_Exercise task 1_
In the article on the House Rules Committee hearing, how many Senate Republicans voted for the infrastructure legislation?
_Exercise task 2_
Write the next few paragraphs of the article on the House Rules Committee hearing, picking up after its final sentence.

_Supplied text_
Highlights From House Rules Committee Hearing

Highlights From House Rules Committee Hearing
The rising sun illuminates the United States Capitol building in Washington on Sept. 19, 2019. Samuel Corum/Getty Images
Joseph Lord
Updated:

In a House Rules Committee meeting Monday, members from both parties considered three monumental pieces of legislation: the $1.2 trillion infrastructure bill, the $3.5 trillion budget proposal, and the Democrat’s “John Lewis Voting Act” elections bill.

In a highly partisan debate, Democrats argued for the passage of the three pieces of legislation while Republicans expressed reservations. Here are the highlights of those discussions.

Republicans Criticize Joint Passage of Infrastructure, Budget Bills

A major concern for committee Republicans was the attempt by Speaker of the House Nancy Pelosi (D-Calif.) to tie the infrastructure bill and budget resolution together.

Rep. Tom Cole (R-Okla.) raised concerns about the infrastructure bill. “Most notably,” he said of these worries, “that the bill is not paid for and will increase the deficit.” But Cole conceded that the bill was at least a bipartisan effort, referencing the 19 Senate Republicans who voted for the legislation.

_Supplied information_
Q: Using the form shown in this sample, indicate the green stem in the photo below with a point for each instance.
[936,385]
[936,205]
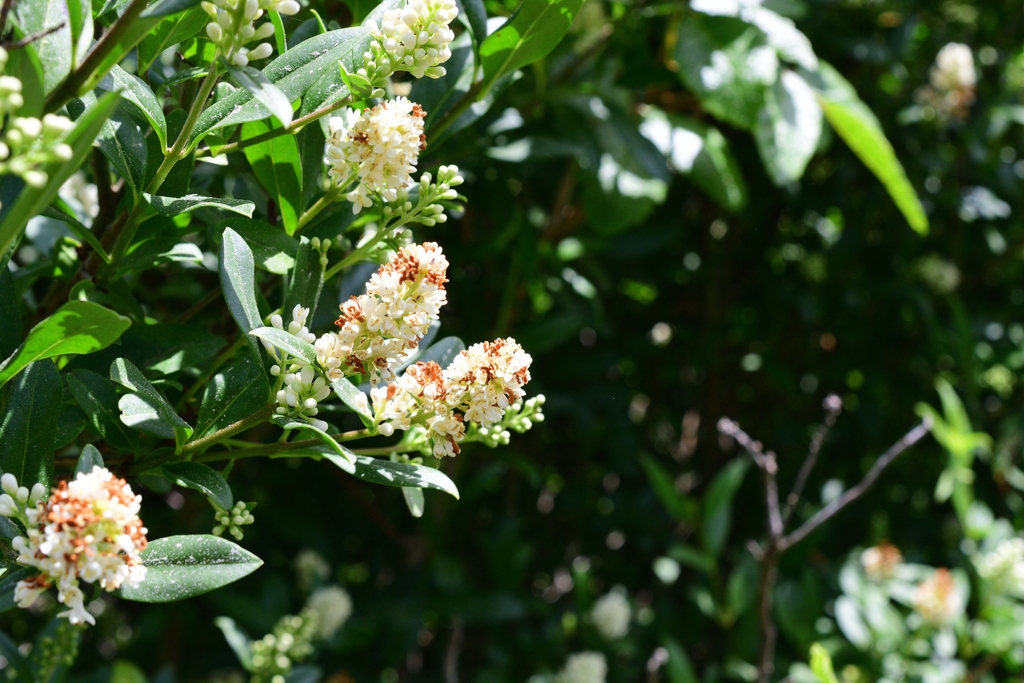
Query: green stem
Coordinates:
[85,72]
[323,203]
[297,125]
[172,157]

* * *

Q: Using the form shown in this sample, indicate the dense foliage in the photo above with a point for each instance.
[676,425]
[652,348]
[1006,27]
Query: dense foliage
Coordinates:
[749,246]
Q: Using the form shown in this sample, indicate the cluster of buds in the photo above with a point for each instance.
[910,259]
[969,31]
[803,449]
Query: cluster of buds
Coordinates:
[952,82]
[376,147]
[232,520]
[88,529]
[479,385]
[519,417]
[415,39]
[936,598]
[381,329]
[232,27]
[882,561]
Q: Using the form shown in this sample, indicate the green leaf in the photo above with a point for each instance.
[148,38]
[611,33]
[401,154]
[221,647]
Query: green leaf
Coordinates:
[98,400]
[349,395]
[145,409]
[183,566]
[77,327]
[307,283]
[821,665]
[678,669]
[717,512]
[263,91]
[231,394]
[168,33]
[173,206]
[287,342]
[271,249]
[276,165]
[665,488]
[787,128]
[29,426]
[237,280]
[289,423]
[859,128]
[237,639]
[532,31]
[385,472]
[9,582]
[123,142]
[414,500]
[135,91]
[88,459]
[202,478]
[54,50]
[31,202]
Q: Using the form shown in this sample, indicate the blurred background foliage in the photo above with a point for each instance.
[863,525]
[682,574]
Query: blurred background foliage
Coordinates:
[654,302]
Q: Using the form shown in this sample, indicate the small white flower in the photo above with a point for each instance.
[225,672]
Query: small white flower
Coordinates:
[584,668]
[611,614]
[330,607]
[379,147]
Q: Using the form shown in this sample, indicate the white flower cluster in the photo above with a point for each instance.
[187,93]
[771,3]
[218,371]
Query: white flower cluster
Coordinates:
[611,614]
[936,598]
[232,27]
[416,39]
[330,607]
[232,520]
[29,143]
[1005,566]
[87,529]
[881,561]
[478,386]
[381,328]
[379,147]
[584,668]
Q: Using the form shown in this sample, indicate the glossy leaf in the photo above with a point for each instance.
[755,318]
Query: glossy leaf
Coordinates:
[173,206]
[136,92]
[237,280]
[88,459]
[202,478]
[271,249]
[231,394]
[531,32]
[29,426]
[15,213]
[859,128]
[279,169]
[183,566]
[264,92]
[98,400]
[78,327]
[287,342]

_Response 1_
19

_Response 2_
The budget, by contrast, was “exclusively Democratic” and a “reckless spending package with tax increases and many liberal positions.” He said that the proposal “is not a budget at all—it’s a road to producing a $3.5 trillion spending bill.”

In linking the two pieces of legislation together, Cole said, the majority is trying to “have its cake and eat it too.” He pleaded with House Democrats “to rethink their plans and allow the [legislative] process to play out naturally.”

Rep. Jason Smith (R-Mo.) said that Democrats “abused the budget process” and wanted only to “conjure up a way to use 51 votes in the Senate to enact a radical agenda [that] no one actually wants.”

Rep. Yarmuth: Government Should Not Ask ‘What Can We Afford?’

Rep. John Yarmuth (D-Ky.), the sponsor for the budget resolution in the House, said that Congress “must act quickly [to pass the resolution] because America cannot wait any longer. We can no longer afford the costs of neglect and inaction.”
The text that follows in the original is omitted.